----- Records supplied -----

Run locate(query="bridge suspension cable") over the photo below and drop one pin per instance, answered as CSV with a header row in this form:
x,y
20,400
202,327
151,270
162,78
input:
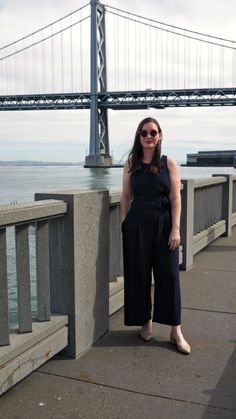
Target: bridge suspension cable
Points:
x,y
157,55
48,60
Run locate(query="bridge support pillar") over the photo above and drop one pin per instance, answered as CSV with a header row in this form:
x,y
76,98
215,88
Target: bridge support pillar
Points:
x,y
99,153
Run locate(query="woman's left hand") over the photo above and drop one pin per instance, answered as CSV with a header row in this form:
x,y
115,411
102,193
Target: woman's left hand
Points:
x,y
174,239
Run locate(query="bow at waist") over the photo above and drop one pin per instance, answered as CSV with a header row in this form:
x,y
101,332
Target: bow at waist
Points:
x,y
158,202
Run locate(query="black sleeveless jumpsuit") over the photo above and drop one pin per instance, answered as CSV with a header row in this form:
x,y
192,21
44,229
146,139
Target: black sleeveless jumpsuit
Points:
x,y
145,232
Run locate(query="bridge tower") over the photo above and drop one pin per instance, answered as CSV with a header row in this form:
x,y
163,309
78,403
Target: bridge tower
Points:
x,y
99,153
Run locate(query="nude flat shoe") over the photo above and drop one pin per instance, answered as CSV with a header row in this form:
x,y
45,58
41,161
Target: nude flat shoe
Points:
x,y
144,335
184,348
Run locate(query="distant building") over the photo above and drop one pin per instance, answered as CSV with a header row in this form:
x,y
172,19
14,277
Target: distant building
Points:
x,y
212,158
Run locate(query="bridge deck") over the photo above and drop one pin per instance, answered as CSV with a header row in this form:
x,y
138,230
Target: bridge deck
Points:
x,y
123,377
122,100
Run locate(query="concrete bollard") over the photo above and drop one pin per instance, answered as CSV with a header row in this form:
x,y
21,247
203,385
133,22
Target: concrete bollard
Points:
x,y
79,266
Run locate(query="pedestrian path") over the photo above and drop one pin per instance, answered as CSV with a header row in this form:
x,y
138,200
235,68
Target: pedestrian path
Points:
x,y
122,377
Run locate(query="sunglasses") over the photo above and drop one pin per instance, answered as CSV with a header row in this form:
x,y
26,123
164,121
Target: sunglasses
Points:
x,y
145,133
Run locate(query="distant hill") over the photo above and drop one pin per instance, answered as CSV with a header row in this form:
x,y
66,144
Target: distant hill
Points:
x,y
37,163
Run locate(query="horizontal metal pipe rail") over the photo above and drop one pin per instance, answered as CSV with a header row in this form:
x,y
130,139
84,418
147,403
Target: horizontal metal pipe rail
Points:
x,y
122,99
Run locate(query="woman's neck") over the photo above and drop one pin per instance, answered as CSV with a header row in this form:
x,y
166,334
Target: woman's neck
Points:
x,y
147,156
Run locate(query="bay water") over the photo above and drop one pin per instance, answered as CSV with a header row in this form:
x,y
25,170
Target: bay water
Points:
x,y
20,183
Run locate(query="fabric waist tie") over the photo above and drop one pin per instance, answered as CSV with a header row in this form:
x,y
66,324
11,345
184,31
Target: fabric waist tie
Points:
x,y
161,203
158,202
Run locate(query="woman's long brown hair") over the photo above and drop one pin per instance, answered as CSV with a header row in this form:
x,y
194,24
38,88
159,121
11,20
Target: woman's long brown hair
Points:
x,y
136,154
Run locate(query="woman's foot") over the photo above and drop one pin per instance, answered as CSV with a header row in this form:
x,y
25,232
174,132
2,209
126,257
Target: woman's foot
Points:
x,y
176,337
145,333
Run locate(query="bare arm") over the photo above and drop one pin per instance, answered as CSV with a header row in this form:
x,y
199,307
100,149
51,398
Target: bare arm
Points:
x,y
175,202
126,195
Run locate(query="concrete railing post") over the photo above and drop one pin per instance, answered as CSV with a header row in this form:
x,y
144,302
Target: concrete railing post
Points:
x,y
116,260
227,204
187,220
79,254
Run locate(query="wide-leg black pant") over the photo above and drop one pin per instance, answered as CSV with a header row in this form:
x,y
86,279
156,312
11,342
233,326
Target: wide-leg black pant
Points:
x,y
145,232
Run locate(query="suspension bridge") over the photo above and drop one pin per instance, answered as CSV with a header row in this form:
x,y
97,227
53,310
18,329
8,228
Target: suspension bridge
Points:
x,y
99,57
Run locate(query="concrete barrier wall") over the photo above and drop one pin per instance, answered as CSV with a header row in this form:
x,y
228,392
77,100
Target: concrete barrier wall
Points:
x,y
80,253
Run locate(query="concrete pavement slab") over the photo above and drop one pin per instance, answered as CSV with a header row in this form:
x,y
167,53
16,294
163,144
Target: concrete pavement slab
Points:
x,y
45,396
206,289
123,361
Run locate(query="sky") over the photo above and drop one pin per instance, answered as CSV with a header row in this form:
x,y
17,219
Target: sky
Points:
x,y
60,135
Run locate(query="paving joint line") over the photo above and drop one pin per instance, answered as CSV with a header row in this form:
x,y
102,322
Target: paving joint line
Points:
x,y
136,392
208,311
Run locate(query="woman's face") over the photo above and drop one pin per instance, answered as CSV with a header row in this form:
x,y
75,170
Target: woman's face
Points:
x,y
149,136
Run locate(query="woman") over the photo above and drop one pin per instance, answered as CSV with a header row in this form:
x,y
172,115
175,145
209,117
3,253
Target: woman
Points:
x,y
150,214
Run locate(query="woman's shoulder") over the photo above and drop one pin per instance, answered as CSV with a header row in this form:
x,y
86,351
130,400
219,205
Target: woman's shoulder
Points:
x,y
171,163
127,165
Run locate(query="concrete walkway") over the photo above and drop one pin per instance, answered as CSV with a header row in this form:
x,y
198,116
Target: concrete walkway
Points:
x,y
122,377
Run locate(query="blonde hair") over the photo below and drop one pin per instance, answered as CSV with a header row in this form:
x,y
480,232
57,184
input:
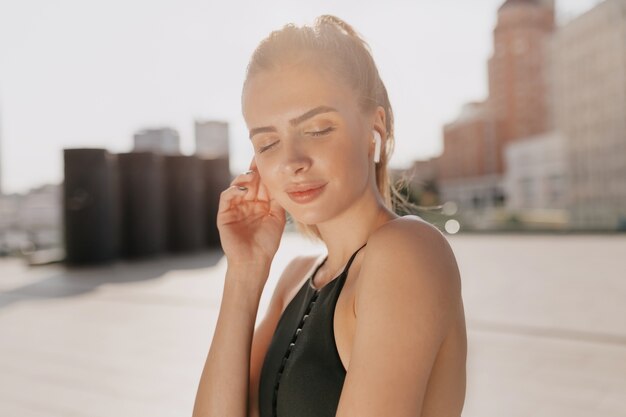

-----

● **Your assignment**: The records above need to be printed in full and exactly, without any of the pictures.

● **Solution**:
Run locate(query="bridge suspension cable") over the photo below and drop one pin per instance, answered as CSV with a header row in this form:
x,y
20,400
202,327
151,270
162,78
input:
Target: bridge suspension cable
Points:
x,y
157,55
48,60
Run locate(query="bridge support pillar") over the photo above and drop one pin per instance, answered as CSV with a header row in this form:
x,y
76,98
215,88
Target: bridge support pillar
Points:
x,y
99,153
Run locate(query="woman's left hand") over the photo above and drop one pin per instance, answered as CSV with a header row in this form:
x,y
115,411
102,193
Target: woman's left hand
Points:
x,y
174,239
Run locate(query="bow at waist") over the photo above and drop one pin per instance, answered as CSV with a header row in this form:
x,y
101,332
Target: bow at waist
Points:
x,y
158,202
Run locate(query="black sleeveless jumpsuit") over the photo above and drop one pin per instance, answered as CSV with a header row in this form:
x,y
192,21
44,229
146,139
Target: black sleeveless jumpsuit
Points:
x,y
145,232
Run locate(query="bridge tower") over the photo above and drop one pin per instance, answered as CSV with a header row in this form:
x,y
163,309
78,403
Target: bridge tower
Points:
x,y
99,153
Run locate(query="nude flat shoe") over the photo above and drop one pin per instance, answered as CSV with a header row in this form:
x,y
45,58
41,161
Target: nude flat shoe
Points:
x,y
144,335
184,348
Run locate(query="distant building") over the photo above and drop one pin per instance, answered as CSV with a header row in this form:
x,y
172,19
14,277
Target: distant building
Points:
x,y
212,158
Run locate(query="bridge deck") over the photo above and drop one pin per instance, answered as CSV with a header row in this form:
x,y
138,230
Target: bridge deck
Points:
x,y
123,377
122,100
Run locate(query="concrete bollard") over the photo above and drop one pin per instance, answered as CSV with a header row in this form:
x,y
21,247
203,385
133,22
Target: concrete bollard
Points:
x,y
79,266
Run locate(query="pedestrian path") over the photo above and drop one pin per instance, answered as CSV with a header row in this form:
x,y
138,200
235,68
Target: pedestrian path
Points:
x,y
122,377
Run locate(query="sunglasses") over the photo above and drop one pin per instance, answered as CSV with a header row in this form:
x,y
26,123
164,121
Target: sunglasses
Points:
x,y
145,133
Run locate(query="distant hill") over the photo above and drop one pin per instance, answered as CSV with a header row in this form:
x,y
66,144
Target: distant hill
Points:
x,y
37,163
Run locate(query="horizontal metal pipe rail") over the photo above and drop one pin per instance, answered as CSV with a header row in this form:
x,y
130,139
84,418
147,403
Target: horizontal metal pipe rail
Points:
x,y
122,99
Run locate(query="woman's neck") over the photo above and drop one pin per instance, answered as CSV with a header row in this form:
x,y
166,334
Target: woman's neck
Points:
x,y
147,156
Run locate(query="bay water") over the photo above and drop one pin per instance, answered as CSV with a header row in this form:
x,y
25,170
Target: bay water
Points:
x,y
20,183
Run locate(query="fabric waist tie") over the photo above and drop one pin per instance, answered as CSV with a header row in this form:
x,y
66,324
11,345
184,31
Target: fabric waist tie
Points:
x,y
161,203
158,202
Run locate(query="woman's long brown hair") over the photo above and drop one pin per instance, answered as CSV with a header row in this form:
x,y
194,24
38,88
159,121
11,20
Target: woman's long brown hair
Points:
x,y
136,154
Run locate(query="woman's foot") over the photo above and drop one pin per instance, answered as CSV with a header row in this form:
x,y
25,232
174,132
2,209
126,257
Target: woman's foot
Points:
x,y
176,337
145,333
Run locate(query="bare arm") over the photo above and drop one pin per instance, answered as CSV with a header row in this form:
x,y
199,307
100,149
51,398
Target: bare arm
Points:
x,y
175,202
126,195
Run locate(query="concrete railing post") over the photo above and drop one pin per instance, answered as CSV with a header row in this form:
x,y
144,302
Target: concrete railing post
Points:
x,y
116,260
227,204
187,220
79,254
Run locate(query="wide-leg black pant") over the photo above and drop one pin per instance, answered as CSV with a header row in this form:
x,y
86,279
156,312
11,342
233,326
Target: wide-leg black pant
Points:
x,y
145,232
Run locate(query="suspension bridge") over the photo above and drop one pin per instance, answered as CSV with a header row in this form:
x,y
97,227
53,310
18,329
8,228
Target: suspension bridge
Points:
x,y
99,57
Run locate(query="concrete barrier wall") over the photo above and drop one pin per instance, answered as CSV with a header row in this form:
x,y
228,392
77,100
Target: concrete barrier wall
Points:
x,y
80,253
Run locate(query="concrete pavement slab") over the photo above and drop one pin per instance, answered as CSV with a header row in this form:
x,y
167,53
16,294
163,144
Target: concrete pavement slab
Points:
x,y
45,396
206,289
123,361
Run locate(query="sky") over the photo above and drop one pin per instance, answered as CSV with a header row in this form:
x,y
17,219
Target: sky
Points:
x,y
60,135
Run locate(query="paving joint line") over the photo above and drop one pin per instance, answered as CSV with a header row in this form:
x,y
102,322
Target: paving joint line
Points:
x,y
136,392
208,311
Run locate(query="woman's face") over the photo above and drop one pin per instance, answered as CSV with a header row in this form:
x,y
75,170
Target: woman's face
Points:
x,y
149,136
Run locate(query="woman") over the photo above and drop one pin per instance, answered as CSV with a header row in this form:
x,y
172,115
175,145
209,117
3,253
Target: woman
Points:
x,y
150,214
Run locate(query="woman's shoulder") over the photo above and drop one pin per instance, answered as CSV with a header row in this form:
x,y
86,351
130,400
219,205
Target: woman's shoulder
Points:
x,y
171,163
127,165
Run locate(query="concrete walkway") over the photo above and drop one pin per instance, answered as CSV with a header row in this form:
x,y
198,116
Target: concrete walkway
Points:
x,y
122,377
Run locate(query="blonde hair") over the photo below and drop one pin per instance, answered as CSV with a header row in this form:
x,y
480,232
57,184
input:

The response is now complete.